As for the location of potential witnesses, all five of the critical witnesses that plaintiffs identify from their side either reside or have offices in New York. Plaintiffs' due diligence documents, pertinent to Porsche's defense on the claim for fraud, are located in New York. Although the critical witnesses that it identifies all reside in Germany, large corporations such as Porsche with ample resources have minimal difficulty bringing foreign witnesses or documents to New York courts (Mionis v. Bank Julis Naer & Co., 9 AD3d 280, 282 [1st Dept 2004]; Intertec Contr. v. Turner Steiner Intl., 6 AD3d 1, 4 [1st Dept 2004] ).

Further, Porsche and its wholly-owned affiliates, regularly transact business in New York, and in general, have extensive operations in the United States with sales in excess of $1.5 billion, employ over two hundred people here, and provide vehicles, parts, services, marketing and training for more than 200 dealers ( compare IFS Intl. Inc. v. SLM Software Inc., 224 A.D.2d 810 [3d Dept 1996] ).

Porsche has also not established that litigating this action here would burden New York courts. Although the choice-of-law issue in this action has not yet been adjudicated, even if it were concluded that German law applies, this would not be an inconvenience attributable to the forum ( see Mionius, 9 AD3d at 282;Yoshida Printing Co. v. Aiba, 213 A.D.2d 275, 275 [1st Dept 1995] )). The Commercial Division of this county is fully capable, and frequently called upon, to apply another country's laws.

Finally, the Court rejects Porsche's characterization of the issues in this action as the manipulation of the German stock market and the trade of German securities. At the core of plaintiffs' claims are whether New York courts may hold responsible a foreign entity, who conducts business globally, for fraudulent misrepresentations purportedly aimed at New York plaintiffs. New York clearly has a vested interest in such an action. The issue of market manipulation is of interest, but not dispositive of the fraud claims.

Therefore, the branch of the motions that seek to dismiss the complaints on the grounds of forum non conveniens is denied.

II. Fraud

Porsche moves to dismiss the claim for fraud on the grounds that its statements were clearly not predictive in nature, which cannot form the basis of an actionable fraud claim.

Exercise details => Please state where the five critical witnesses named by the plaintiffs live or have offices, according to the opinion excerpt. Rely only on the opinion excerpt.

Point placement rows

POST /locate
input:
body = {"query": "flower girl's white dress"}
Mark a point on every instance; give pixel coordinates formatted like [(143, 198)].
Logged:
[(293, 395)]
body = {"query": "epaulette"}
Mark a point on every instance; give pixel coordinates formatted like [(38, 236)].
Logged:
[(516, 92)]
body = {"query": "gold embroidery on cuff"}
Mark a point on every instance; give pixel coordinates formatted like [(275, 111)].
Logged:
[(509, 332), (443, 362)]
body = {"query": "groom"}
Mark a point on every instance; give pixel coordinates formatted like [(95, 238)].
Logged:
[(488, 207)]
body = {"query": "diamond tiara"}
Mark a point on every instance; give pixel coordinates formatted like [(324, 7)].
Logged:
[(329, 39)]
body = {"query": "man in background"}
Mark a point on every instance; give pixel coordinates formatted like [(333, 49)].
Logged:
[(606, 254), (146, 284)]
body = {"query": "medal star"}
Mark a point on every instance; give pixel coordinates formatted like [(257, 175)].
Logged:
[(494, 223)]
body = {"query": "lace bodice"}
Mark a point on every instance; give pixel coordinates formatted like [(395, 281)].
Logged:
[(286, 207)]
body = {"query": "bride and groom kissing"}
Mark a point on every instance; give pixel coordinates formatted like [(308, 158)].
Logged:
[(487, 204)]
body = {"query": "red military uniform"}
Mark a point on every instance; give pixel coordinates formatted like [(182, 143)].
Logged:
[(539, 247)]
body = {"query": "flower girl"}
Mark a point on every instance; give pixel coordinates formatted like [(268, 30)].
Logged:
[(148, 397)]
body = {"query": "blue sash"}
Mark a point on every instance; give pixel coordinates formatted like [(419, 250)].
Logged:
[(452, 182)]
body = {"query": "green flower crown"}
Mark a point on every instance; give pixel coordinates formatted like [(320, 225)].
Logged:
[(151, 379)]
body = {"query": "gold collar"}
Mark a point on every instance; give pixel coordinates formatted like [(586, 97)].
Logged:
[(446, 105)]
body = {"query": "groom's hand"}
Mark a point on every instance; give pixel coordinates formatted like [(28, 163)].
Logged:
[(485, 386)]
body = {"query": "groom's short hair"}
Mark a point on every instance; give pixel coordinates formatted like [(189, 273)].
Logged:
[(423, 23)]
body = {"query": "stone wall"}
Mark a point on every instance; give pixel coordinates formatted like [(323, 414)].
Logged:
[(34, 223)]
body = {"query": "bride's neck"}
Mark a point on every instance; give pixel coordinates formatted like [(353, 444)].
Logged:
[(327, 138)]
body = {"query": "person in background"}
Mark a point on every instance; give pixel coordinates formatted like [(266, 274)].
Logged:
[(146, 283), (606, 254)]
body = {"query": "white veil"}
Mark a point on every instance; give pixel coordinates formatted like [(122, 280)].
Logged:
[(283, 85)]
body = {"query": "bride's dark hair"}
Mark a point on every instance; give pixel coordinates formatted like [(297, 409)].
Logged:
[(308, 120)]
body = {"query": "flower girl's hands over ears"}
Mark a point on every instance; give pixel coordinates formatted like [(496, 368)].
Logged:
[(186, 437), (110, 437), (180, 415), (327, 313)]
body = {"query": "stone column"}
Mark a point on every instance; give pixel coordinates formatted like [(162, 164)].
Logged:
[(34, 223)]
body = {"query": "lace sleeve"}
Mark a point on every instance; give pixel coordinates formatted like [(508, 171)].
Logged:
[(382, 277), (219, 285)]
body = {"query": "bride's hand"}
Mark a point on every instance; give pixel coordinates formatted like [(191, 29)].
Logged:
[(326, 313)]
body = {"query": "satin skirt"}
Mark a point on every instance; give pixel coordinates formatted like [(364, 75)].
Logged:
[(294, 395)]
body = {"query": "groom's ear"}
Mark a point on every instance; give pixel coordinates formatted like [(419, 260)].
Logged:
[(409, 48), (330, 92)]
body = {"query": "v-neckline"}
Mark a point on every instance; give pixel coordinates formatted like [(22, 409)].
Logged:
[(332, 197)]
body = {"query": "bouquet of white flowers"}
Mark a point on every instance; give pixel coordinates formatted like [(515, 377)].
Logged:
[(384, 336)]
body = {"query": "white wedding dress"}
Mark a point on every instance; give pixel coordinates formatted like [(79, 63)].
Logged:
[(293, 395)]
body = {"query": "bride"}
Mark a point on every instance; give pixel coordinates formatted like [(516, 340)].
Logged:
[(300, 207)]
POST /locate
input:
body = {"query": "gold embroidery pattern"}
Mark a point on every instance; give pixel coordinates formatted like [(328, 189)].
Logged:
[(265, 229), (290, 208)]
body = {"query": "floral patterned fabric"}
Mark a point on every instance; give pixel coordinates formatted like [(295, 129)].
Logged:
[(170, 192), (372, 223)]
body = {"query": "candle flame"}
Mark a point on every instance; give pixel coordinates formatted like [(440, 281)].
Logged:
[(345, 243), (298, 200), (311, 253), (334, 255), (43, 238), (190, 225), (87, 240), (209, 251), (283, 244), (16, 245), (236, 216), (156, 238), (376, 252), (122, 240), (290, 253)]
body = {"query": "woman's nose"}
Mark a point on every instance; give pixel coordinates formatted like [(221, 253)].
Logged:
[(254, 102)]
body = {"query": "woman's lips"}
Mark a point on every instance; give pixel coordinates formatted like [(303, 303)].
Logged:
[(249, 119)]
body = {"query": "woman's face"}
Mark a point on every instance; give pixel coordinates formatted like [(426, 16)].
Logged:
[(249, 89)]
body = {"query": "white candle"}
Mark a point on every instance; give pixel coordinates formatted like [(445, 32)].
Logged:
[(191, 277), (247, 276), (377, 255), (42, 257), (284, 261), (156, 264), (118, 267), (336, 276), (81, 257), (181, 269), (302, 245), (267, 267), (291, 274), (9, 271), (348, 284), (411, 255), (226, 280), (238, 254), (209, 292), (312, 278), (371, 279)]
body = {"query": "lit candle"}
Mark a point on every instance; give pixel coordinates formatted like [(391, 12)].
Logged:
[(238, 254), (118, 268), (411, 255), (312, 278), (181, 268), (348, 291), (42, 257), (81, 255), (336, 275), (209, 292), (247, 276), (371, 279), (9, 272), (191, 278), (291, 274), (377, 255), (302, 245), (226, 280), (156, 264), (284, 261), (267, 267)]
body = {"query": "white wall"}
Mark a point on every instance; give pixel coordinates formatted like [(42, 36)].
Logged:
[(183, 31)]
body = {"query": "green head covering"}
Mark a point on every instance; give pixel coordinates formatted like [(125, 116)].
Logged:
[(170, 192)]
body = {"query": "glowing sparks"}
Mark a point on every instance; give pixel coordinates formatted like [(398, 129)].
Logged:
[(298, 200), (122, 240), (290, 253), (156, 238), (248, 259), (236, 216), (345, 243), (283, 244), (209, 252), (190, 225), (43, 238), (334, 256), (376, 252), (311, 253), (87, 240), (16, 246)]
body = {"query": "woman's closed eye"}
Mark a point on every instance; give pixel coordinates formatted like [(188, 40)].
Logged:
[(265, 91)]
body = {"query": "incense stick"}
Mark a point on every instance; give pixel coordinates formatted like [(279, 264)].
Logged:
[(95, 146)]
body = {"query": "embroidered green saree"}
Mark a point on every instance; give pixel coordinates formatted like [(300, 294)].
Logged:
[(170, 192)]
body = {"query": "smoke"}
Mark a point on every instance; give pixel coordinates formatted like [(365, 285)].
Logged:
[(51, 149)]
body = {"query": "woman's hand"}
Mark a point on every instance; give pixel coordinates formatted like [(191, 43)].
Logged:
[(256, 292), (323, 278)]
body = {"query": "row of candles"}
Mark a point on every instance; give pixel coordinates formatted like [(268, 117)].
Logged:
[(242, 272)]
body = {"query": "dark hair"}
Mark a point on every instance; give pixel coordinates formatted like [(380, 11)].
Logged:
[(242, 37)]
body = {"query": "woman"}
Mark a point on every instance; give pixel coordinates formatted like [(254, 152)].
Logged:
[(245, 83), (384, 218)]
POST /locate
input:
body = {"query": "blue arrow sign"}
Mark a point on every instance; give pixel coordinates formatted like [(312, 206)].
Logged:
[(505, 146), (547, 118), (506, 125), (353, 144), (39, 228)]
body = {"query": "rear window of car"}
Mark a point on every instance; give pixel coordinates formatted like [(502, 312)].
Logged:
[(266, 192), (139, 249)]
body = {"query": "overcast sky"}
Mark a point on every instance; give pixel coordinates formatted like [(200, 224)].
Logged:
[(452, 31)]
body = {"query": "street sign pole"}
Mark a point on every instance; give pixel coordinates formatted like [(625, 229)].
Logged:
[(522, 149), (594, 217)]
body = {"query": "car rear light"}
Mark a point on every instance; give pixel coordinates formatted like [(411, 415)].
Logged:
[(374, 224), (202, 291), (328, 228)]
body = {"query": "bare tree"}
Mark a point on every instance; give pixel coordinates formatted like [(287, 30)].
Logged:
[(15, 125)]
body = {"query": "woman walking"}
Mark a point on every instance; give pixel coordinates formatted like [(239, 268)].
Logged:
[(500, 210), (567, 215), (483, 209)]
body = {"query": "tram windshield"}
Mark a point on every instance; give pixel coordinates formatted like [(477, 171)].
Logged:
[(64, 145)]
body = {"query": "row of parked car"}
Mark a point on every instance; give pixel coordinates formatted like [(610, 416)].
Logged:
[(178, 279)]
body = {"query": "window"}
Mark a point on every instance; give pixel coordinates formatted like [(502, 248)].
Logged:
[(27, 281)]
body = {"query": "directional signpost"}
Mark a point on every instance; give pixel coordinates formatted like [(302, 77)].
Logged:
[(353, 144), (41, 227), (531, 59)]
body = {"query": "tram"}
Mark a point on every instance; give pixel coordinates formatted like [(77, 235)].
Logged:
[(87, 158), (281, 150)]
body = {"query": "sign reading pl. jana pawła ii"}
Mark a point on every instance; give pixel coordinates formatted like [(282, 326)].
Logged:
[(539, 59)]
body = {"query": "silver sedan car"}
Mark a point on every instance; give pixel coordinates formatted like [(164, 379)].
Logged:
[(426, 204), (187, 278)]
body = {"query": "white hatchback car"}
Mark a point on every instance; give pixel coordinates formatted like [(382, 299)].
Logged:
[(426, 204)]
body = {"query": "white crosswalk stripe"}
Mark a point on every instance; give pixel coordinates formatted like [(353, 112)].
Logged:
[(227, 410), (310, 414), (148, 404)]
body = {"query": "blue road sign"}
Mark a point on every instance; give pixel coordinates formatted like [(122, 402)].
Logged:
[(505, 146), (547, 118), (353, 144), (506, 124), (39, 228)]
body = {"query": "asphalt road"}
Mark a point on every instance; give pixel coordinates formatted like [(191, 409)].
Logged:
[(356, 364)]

Expected answer => They all reside or have offices in New York.